Task brief. Your result should be the lines holding the word "white", copied from the entries below.

Records to process.
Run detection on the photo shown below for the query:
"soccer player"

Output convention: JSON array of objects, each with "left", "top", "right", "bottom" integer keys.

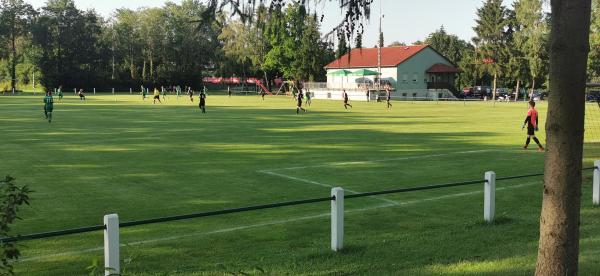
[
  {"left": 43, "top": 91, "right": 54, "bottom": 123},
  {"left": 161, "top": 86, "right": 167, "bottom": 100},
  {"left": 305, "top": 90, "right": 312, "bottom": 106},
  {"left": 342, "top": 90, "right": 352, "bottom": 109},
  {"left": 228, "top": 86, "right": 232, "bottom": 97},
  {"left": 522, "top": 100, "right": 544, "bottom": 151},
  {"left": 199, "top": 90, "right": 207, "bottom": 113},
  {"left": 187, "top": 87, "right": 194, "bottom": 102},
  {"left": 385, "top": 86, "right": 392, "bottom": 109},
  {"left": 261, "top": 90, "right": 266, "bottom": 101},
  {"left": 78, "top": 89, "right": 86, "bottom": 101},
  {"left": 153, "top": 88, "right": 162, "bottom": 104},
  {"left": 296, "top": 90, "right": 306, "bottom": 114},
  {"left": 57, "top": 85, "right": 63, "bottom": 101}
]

==

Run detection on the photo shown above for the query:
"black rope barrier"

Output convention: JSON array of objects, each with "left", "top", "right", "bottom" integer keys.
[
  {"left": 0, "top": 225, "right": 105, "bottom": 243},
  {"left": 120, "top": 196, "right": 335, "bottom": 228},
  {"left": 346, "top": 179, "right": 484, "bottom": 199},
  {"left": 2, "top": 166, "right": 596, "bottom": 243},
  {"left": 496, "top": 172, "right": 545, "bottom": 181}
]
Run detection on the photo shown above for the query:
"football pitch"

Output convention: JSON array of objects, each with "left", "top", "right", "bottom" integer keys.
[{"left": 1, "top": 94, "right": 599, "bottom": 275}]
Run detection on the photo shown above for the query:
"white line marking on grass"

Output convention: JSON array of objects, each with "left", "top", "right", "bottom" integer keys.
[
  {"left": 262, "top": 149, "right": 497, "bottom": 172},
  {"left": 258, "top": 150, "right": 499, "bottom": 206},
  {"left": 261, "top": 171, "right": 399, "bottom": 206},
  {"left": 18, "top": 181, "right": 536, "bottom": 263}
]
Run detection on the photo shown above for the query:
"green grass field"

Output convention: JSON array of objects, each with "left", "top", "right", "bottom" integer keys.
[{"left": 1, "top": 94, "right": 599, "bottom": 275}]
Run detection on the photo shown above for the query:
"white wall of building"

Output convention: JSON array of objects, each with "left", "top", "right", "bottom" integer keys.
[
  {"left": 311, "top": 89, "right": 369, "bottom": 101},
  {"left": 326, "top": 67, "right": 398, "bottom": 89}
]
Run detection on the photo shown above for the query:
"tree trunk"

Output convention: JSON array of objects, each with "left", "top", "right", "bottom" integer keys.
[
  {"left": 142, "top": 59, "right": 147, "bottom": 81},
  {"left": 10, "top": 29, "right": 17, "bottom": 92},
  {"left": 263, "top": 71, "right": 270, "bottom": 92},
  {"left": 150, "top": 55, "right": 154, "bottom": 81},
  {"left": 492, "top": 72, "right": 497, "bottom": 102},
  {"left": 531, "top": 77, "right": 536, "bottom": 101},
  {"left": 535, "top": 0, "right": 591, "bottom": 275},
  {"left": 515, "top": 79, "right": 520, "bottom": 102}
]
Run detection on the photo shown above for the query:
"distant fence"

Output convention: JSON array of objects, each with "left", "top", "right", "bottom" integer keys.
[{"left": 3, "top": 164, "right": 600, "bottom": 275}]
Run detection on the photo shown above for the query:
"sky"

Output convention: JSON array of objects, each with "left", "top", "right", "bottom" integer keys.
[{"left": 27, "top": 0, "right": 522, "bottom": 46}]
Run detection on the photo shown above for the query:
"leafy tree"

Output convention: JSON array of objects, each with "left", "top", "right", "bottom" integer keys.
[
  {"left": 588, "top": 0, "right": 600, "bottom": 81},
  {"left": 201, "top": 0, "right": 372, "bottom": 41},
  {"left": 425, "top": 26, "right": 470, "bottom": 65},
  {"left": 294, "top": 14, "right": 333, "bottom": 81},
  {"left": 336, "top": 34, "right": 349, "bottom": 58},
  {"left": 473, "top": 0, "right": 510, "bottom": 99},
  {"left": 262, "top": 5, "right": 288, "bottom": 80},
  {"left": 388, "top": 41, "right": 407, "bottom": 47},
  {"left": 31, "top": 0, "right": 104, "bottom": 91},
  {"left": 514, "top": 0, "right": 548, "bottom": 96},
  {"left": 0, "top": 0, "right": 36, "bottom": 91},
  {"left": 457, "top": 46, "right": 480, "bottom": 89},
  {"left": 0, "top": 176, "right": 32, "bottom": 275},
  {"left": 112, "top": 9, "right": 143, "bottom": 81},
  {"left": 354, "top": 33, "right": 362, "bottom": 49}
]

* * *

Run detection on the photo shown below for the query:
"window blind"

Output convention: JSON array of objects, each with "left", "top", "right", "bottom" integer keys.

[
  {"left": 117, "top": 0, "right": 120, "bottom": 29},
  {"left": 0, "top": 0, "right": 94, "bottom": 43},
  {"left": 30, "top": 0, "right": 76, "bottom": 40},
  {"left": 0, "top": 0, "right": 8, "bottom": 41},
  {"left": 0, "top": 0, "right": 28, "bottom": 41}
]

Output for this task.
"white line marking on grass"
"white wall of building"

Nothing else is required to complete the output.